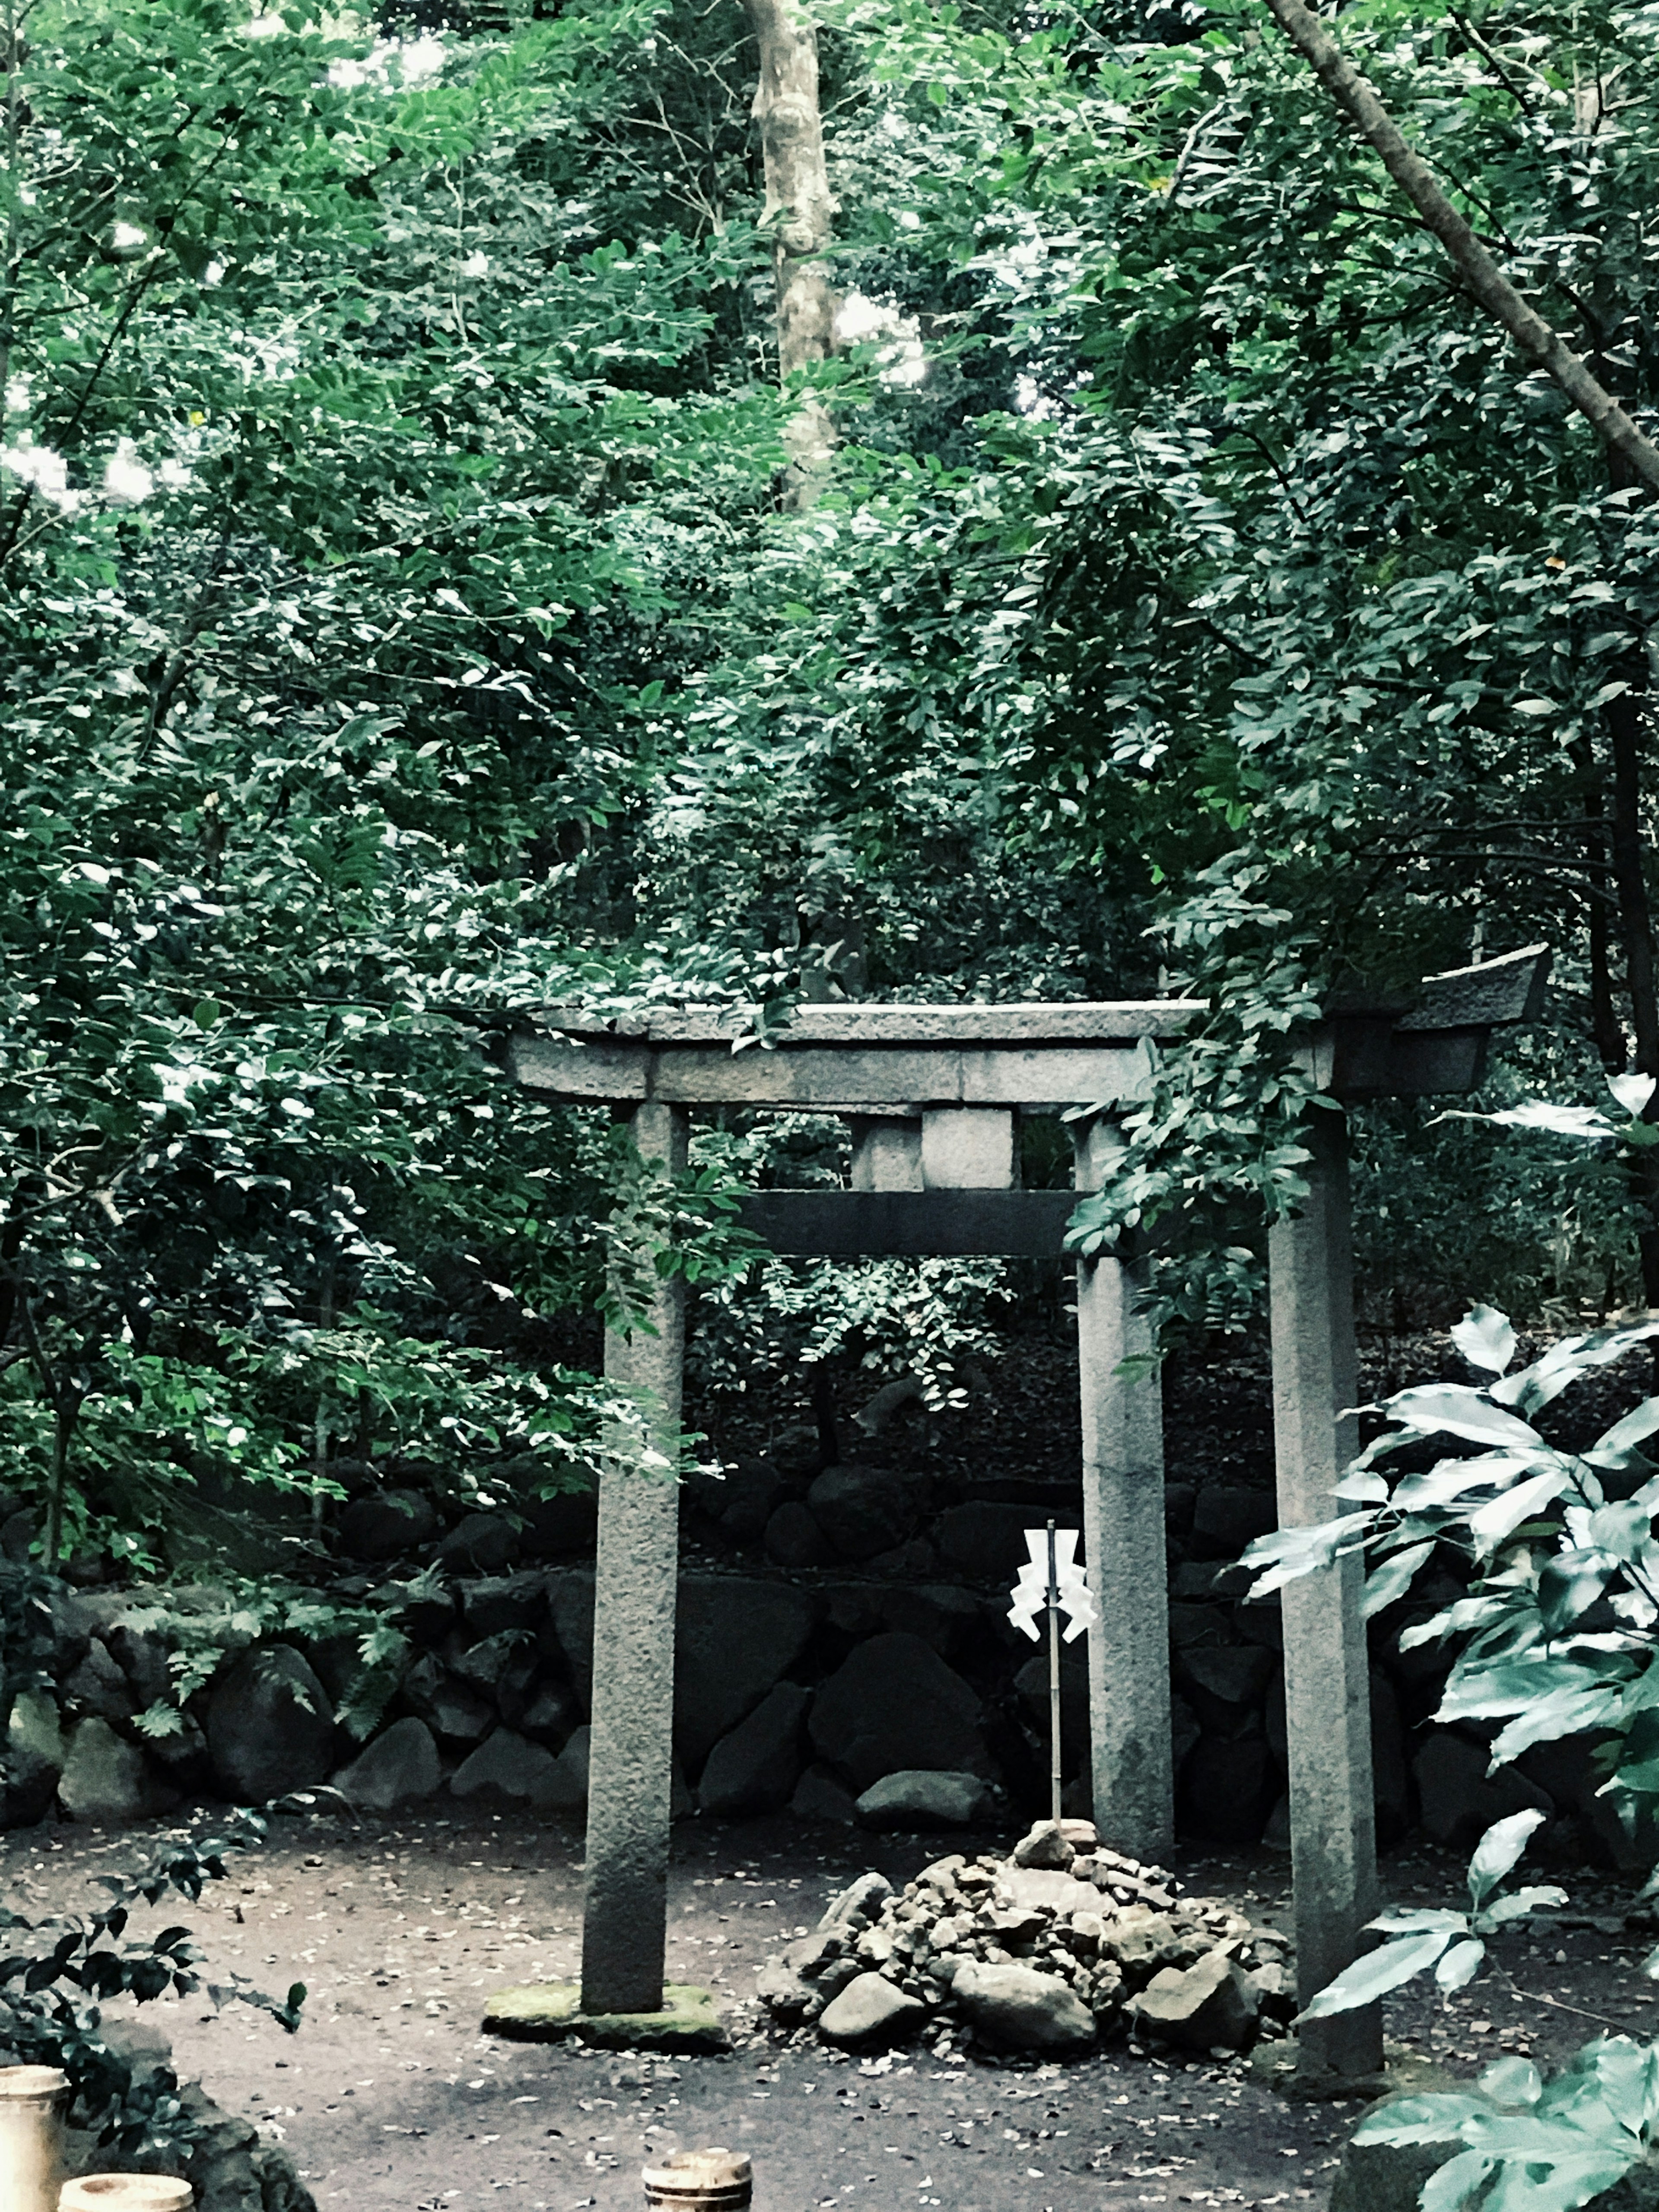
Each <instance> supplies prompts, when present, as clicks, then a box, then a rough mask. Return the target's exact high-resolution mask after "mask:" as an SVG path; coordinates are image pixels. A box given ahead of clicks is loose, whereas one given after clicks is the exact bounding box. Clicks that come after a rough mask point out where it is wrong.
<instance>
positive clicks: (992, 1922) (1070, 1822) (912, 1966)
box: [759, 1820, 1296, 2057]
mask: <svg viewBox="0 0 1659 2212" xmlns="http://www.w3.org/2000/svg"><path fill="white" fill-rule="evenodd" d="M759 1995H761V2002H763V2004H765V2006H768V2011H770V2013H772V2017H774V2020H776V2022H779V2024H781V2026H785V2028H816V2033H818V2037H821V2039H823V2042H827V2044H841V2046H843V2048H878V2046H885V2044H894V2042H905V2039H909V2037H911V2035H922V2033H925V2035H929V2037H931V2039H933V2042H936V2046H938V2048H940V2051H951V2048H967V2046H984V2048H989V2051H1009V2053H1020V2051H1044V2053H1068V2051H1073V2053H1077V2051H1088V2048H1091V2046H1093V2044H1095V2042H1099V2039H1106V2037H1108V2035H1115V2033H1121V2031H1128V2035H1130V2037H1133V2039H1135V2042H1137V2044H1146V2046H1161V2048H1175V2051H1186V2053H1194V2055H1210V2057H1225V2055H1230V2053H1234V2051H1245V2048H1248V2046H1250V2044H1254V2042H1256V2037H1259V2035H1281V2033H1283V2031H1285V2024H1287V2022H1290V2017H1292V2013H1294V2011H1296V2004H1294V1975H1292V1971H1290V1944H1287V1940H1285V1938H1283V1936H1279V1933H1276V1931H1274V1929H1263V1927H1252V1922H1250V1920H1245V1918H1243V1916H1241V1913H1237V1911H1234V1909H1232V1907H1230V1905H1223V1902H1219V1900H1214V1898H1186V1896H1181V1885H1179V1882H1177V1880H1172V1876H1168V1874H1166V1871H1164V1869H1161V1867H1148V1865H1141V1863H1137V1860H1133V1858H1124V1856H1121V1854H1119V1851H1108V1849H1102V1847H1099V1843H1097V1838H1095V1829H1093V1827H1091V1825H1088V1823H1086V1820H1062V1823H1060V1825H1057V1827H1055V1823H1051V1820H1042V1823H1037V1827H1033V1829H1031V1834H1029V1836H1026V1838H1024V1840H1022V1843H1020V1845H1018V1847H1015V1851H1013V1854H1011V1858H973V1860H969V1858H962V1856H960V1854H951V1856H949V1858H938V1860H933V1865H931V1867H925V1869H922V1871H920V1874H918V1876H916V1880H914V1882H907V1885H905V1889H902V1891H894V1887H891V1882H887V1878H885V1876H880V1874H865V1876H860V1878H858V1880H856V1882H854V1885H852V1887H849V1889H845V1891H843V1893H841V1896H838V1898H836V1900H834V1905H832V1907H830V1911H827V1913H825V1916H823V1920H821V1922H818V1927H816V1929H814V1933H812V1936H805V1938H801V1940H796V1942H792V1944H787V1947H785V1951H783V1953H781V1955H779V1958H774V1960H770V1962H768V1964H765V1969H763V1971H761V1982H759Z"/></svg>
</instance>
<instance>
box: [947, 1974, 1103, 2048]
mask: <svg viewBox="0 0 1659 2212" xmlns="http://www.w3.org/2000/svg"><path fill="white" fill-rule="evenodd" d="M951 2002H953V2004H956V2006H958V2008H960V2011H962V2013H964V2015H967V2020H971V2022H973V2028H975V2033H978V2035H984V2039H987V2042H991V2044H998V2046H1000V2048H1002V2051H1086V2048H1088V2046H1091V2044H1093V2042H1095V2015H1093V2013H1091V2011H1088V2006H1086V2004H1084V2000H1082V1997H1079V1995H1077V1993H1075V1991H1073V1989H1068V1986H1066V1982H1062V1980H1060V1975H1057V1973H1037V1969H1035V1966H1013V1964H1009V1966H982V1964H980V1962H978V1960H969V1962H967V1964H964V1966H960V1969H958V1973H956V1978H953V1982H951Z"/></svg>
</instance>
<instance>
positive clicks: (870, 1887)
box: [818, 1871, 894, 1933]
mask: <svg viewBox="0 0 1659 2212" xmlns="http://www.w3.org/2000/svg"><path fill="white" fill-rule="evenodd" d="M891 1893H894V1885H891V1882H889V1880H887V1876H885V1874H876V1871H872V1874H860V1876H858V1880H856V1882H847V1887H845V1889H843V1891H838V1893H836V1896H834V1898H830V1902H827V1905H825V1909H823V1918H821V1920H818V1933H830V1931H832V1929H841V1931H843V1933H849V1931H856V1929H867V1927H872V1924H874V1922H876V1920H878V1918H880V1909H883V1905H885V1902H887V1898H891Z"/></svg>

------------

• [What this task involves]: Pull out every line from the rows that contains the string "clicks", copying each one in full.

• [Solution for this problem]:
Each <instance> supplies prompts, when present, as clicks, then a box, then a rough mask. Return the target's exact high-resolution mask after "mask:" as an SVG path; coordinates are image pixels. A box given ahead of clicks is loose, whereas one given after clicks is the exact bounding box. Clicks that come after a rough mask point out where it is wrong.
positive clicks: (992, 1922) (1070, 1822) (912, 1966)
positive clicks: (870, 1887)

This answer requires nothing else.